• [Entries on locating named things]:
------------------------------------------------

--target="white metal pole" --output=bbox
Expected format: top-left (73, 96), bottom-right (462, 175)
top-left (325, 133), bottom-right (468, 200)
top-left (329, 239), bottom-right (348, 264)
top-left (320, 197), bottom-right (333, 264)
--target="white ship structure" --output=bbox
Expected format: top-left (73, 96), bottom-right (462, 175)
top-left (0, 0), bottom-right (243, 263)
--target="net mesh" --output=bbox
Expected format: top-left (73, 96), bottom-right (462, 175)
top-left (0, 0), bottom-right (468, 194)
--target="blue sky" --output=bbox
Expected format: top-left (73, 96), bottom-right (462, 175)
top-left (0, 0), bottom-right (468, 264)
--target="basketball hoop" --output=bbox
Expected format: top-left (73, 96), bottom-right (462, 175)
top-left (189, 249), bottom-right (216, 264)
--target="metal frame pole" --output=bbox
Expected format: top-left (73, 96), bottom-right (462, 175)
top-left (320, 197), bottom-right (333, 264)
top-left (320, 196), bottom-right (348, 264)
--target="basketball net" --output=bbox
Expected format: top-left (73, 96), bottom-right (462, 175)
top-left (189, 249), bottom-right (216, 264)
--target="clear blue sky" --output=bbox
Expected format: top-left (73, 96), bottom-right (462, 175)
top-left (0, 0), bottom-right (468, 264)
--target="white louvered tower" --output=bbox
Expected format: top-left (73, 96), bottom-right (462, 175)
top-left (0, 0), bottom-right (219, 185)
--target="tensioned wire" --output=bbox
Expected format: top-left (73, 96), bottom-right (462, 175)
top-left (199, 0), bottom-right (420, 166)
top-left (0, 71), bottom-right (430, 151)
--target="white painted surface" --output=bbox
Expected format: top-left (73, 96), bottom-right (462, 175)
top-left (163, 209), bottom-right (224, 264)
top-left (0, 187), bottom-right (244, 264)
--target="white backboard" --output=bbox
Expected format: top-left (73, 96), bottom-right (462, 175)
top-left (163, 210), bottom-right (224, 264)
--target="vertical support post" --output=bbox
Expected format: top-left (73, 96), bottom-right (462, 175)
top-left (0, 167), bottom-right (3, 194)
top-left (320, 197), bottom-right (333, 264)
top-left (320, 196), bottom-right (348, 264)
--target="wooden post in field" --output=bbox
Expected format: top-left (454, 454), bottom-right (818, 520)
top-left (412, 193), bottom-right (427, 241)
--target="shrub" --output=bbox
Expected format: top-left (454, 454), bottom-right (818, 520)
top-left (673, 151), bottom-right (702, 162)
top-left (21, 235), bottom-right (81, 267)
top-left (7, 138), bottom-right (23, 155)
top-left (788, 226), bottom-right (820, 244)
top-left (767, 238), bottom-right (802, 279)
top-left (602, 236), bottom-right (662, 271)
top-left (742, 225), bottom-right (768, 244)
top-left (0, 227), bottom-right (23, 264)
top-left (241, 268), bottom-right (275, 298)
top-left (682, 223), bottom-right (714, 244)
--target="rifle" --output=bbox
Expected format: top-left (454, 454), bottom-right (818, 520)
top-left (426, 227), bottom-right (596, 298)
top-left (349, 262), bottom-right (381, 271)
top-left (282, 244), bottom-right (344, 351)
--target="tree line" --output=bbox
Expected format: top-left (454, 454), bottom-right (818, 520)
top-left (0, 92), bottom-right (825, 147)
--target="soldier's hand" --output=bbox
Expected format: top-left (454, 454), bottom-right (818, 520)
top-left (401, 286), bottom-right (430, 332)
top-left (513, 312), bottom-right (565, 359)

------------------------------------------------

Format every one of the entries above as a two-column CSV with the columns "entry" and "answer", one row per entry. Put the entry's text and its answer each in a single quoted field, with line breaks turned into spaces.

• [Written solution]:
entry,answer
"--target=""white metal pole"" --output=bbox Expected format: top-left (73, 96), bottom-right (462, 175)","top-left (325, 133), bottom-right (468, 200) top-left (329, 239), bottom-right (348, 264) top-left (320, 197), bottom-right (333, 264)"
"--target=""white ship structure"" --output=bbox Expected format: top-left (73, 96), bottom-right (462, 175)","top-left (0, 0), bottom-right (243, 263)"
"--target=""net mesh"" --output=bbox Expected format: top-left (73, 96), bottom-right (462, 175)","top-left (0, 0), bottom-right (468, 194)"
"--target=""blue sky"" --output=bbox Expected format: top-left (73, 96), bottom-right (462, 175)","top-left (0, 0), bottom-right (468, 264)"
"--target=""basketball hoop"" --output=bbox Expected format: top-left (73, 96), bottom-right (462, 175)","top-left (189, 249), bottom-right (216, 264)"
"--target=""metal frame pole"" --output=bbox Expected format: top-left (73, 96), bottom-right (462, 175)","top-left (320, 197), bottom-right (333, 264) top-left (320, 196), bottom-right (348, 264)"
"--target=""basketball net"" --output=bbox Expected format: top-left (73, 96), bottom-right (462, 175)","top-left (189, 249), bottom-right (216, 264)"
"--target=""clear blue sky"" --output=bbox Expected format: top-left (73, 96), bottom-right (462, 175)","top-left (0, 0), bottom-right (468, 264)"
"--target=""white louvered tower"" --output=bbox Expected format: top-left (73, 96), bottom-right (462, 175)","top-left (0, 0), bottom-right (219, 185)"
"--target=""tensioned wire"" --output=bbox Expected format: top-left (73, 96), bottom-right (462, 175)","top-left (199, 0), bottom-right (420, 166) top-left (0, 71), bottom-right (430, 151)"
"--target=""white painted surface"" --output=bbox Expected format: top-left (73, 96), bottom-right (462, 175)","top-left (163, 209), bottom-right (224, 264) top-left (0, 187), bottom-right (244, 264)"
"--target=""white backboard"" --output=bbox Expected format: top-left (73, 96), bottom-right (462, 175)","top-left (163, 210), bottom-right (224, 264)"
"--target=""vertical support post"" --output=bbox Expected format: top-left (73, 96), bottom-right (462, 175)","top-left (0, 167), bottom-right (3, 194) top-left (320, 197), bottom-right (333, 264) top-left (320, 196), bottom-right (348, 264)"
"--target=""wooden post in field"" --output=bbox Expected format: top-left (454, 454), bottom-right (818, 520)","top-left (412, 193), bottom-right (427, 241)"
"--target=""shrub"" --output=bbox Expected format: top-left (454, 454), bottom-right (818, 520)","top-left (673, 151), bottom-right (702, 162) top-left (21, 235), bottom-right (81, 267) top-left (7, 138), bottom-right (23, 155) top-left (788, 226), bottom-right (820, 244) top-left (767, 238), bottom-right (802, 279) top-left (602, 236), bottom-right (662, 271) top-left (742, 225), bottom-right (768, 244) top-left (0, 227), bottom-right (23, 264) top-left (241, 268), bottom-right (275, 298) top-left (682, 223), bottom-right (714, 244)"
"--target=""rifle"" --output=bbox Expected format: top-left (454, 454), bottom-right (818, 520)","top-left (426, 227), bottom-right (596, 298) top-left (349, 262), bottom-right (381, 271) top-left (282, 244), bottom-right (344, 351)"
"--target=""tree line"" --output=bbox Expected format: top-left (454, 454), bottom-right (818, 520)","top-left (0, 92), bottom-right (825, 147)"
"--target=""soldier's hand"" --output=bbox Expected format: top-left (454, 454), bottom-right (818, 520)","top-left (401, 286), bottom-right (430, 332) top-left (513, 312), bottom-right (565, 359)"